Problem to work on:
Return each line of the records below in which the string "Target" turns up.

(Beginning of Dataset records)

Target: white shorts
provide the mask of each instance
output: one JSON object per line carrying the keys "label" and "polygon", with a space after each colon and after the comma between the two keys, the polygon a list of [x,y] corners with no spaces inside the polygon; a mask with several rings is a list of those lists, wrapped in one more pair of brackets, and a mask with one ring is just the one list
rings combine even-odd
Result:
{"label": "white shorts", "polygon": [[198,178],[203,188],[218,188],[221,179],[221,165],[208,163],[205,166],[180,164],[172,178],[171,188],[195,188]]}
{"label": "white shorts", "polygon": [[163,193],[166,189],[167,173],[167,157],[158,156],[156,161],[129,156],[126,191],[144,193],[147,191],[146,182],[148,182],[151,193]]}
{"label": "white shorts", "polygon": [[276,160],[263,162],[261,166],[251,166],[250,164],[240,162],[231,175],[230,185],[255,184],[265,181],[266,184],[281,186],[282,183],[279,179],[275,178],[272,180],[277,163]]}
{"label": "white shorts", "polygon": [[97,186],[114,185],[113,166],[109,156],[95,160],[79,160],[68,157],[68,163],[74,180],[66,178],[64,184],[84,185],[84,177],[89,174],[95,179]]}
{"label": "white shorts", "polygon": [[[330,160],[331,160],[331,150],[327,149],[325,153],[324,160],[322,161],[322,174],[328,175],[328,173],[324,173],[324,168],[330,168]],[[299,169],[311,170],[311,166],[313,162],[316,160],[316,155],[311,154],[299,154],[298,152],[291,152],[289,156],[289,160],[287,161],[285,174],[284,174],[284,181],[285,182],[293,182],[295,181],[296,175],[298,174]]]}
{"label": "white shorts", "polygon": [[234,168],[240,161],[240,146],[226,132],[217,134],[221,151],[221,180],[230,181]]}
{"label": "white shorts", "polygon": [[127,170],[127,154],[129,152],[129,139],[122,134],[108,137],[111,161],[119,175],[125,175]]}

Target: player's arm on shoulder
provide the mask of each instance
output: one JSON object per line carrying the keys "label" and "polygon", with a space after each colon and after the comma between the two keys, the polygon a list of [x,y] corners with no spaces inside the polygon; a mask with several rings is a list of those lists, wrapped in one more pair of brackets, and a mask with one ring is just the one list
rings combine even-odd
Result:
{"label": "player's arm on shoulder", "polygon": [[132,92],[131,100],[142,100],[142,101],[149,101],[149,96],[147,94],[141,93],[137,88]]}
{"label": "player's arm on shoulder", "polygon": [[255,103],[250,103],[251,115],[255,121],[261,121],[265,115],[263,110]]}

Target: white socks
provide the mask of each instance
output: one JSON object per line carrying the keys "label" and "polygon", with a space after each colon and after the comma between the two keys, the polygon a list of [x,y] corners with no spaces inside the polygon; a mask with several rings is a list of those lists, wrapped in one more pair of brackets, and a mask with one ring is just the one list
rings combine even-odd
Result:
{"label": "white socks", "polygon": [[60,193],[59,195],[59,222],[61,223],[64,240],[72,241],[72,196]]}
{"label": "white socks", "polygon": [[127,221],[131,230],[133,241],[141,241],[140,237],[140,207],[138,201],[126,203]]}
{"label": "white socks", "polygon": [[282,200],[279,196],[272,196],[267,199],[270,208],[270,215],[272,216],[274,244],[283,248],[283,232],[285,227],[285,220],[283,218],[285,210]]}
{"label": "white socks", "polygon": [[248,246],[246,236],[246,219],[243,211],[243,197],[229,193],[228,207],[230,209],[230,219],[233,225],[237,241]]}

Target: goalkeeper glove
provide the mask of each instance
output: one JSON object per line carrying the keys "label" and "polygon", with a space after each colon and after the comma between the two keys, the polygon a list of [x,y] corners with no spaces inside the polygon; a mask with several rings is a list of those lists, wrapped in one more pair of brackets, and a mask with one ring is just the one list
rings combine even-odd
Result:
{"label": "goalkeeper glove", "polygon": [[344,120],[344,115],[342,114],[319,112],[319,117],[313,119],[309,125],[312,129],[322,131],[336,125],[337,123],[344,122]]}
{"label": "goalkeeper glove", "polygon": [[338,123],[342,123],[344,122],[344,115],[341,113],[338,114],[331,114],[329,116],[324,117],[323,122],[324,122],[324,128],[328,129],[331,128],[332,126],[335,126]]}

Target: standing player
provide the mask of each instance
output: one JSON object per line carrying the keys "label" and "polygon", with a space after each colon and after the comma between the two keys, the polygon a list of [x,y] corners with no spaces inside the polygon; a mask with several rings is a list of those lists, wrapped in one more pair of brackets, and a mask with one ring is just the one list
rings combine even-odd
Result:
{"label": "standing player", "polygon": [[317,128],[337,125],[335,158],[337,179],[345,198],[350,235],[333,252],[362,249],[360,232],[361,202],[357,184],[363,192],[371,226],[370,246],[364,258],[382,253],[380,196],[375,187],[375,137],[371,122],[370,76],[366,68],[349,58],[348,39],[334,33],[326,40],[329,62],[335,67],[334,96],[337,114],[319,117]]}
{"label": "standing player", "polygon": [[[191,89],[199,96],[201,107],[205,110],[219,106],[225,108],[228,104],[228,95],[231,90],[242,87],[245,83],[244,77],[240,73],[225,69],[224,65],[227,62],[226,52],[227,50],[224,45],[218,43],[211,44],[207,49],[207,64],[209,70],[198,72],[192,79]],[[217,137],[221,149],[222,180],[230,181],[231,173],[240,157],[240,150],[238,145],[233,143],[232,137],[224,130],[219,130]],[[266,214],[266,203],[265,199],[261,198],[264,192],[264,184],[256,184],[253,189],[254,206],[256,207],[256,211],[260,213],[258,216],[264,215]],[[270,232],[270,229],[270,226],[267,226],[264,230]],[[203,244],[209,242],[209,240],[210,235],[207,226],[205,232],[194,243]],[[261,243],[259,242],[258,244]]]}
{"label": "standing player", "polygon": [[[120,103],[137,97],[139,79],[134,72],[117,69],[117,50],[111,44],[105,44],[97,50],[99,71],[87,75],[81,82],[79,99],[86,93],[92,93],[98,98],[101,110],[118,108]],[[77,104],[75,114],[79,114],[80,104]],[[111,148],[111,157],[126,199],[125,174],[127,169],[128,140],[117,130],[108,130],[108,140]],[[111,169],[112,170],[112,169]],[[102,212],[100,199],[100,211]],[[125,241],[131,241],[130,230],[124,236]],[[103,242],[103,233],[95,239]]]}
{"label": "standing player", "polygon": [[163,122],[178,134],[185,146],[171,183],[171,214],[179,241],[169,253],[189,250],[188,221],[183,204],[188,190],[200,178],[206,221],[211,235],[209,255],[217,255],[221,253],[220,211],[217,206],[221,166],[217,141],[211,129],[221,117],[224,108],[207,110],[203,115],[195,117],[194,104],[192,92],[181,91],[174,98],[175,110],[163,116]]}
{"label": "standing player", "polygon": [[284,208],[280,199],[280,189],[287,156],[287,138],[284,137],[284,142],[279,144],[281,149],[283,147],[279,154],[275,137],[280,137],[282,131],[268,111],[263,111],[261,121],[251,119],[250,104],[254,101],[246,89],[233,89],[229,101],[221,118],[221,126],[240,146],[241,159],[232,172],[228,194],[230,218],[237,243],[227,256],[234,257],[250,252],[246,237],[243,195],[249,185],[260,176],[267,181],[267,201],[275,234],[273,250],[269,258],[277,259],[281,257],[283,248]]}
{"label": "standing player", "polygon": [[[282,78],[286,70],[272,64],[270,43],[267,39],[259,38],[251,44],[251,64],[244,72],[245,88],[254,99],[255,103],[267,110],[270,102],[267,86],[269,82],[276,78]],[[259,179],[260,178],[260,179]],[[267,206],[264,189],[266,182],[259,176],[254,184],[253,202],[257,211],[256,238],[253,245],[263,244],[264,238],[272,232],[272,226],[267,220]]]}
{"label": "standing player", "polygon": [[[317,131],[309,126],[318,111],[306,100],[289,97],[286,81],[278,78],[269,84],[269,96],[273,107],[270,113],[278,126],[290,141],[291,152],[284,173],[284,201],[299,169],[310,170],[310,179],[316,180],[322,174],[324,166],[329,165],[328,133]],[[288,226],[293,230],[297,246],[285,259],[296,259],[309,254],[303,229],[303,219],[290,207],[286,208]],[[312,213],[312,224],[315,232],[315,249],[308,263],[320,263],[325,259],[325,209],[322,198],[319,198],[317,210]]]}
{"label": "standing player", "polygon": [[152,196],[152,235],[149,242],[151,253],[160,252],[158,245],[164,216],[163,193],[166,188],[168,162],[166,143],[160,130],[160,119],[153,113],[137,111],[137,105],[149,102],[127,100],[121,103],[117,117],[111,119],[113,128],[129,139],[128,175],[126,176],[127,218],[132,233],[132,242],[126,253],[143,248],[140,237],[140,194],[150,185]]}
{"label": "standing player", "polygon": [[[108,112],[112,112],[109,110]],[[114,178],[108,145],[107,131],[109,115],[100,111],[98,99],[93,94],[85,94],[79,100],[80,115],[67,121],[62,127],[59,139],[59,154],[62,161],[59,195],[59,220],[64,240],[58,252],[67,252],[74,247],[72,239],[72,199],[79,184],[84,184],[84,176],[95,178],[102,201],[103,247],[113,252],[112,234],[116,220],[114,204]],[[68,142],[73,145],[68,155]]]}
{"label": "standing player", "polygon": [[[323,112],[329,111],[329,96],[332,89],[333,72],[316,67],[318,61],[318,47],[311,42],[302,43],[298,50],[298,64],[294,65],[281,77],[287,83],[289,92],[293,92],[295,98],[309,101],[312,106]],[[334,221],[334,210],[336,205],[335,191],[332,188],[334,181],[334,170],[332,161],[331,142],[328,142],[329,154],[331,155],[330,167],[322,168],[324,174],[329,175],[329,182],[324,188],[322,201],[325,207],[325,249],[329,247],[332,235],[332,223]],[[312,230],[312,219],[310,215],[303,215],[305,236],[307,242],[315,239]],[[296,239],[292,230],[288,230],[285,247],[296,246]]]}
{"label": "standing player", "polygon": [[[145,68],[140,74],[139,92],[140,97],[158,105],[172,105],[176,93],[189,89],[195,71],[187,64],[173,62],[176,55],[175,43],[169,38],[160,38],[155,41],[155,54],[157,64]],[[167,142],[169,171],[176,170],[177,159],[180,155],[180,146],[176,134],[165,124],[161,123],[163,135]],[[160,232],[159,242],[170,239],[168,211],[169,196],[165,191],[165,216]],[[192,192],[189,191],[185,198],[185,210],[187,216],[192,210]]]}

(End of Dataset records)

Reply to the exercise:
Target: white shorts
Target: player's arm on shoulder
Target: white socks
Target: goalkeeper glove
Target: standing player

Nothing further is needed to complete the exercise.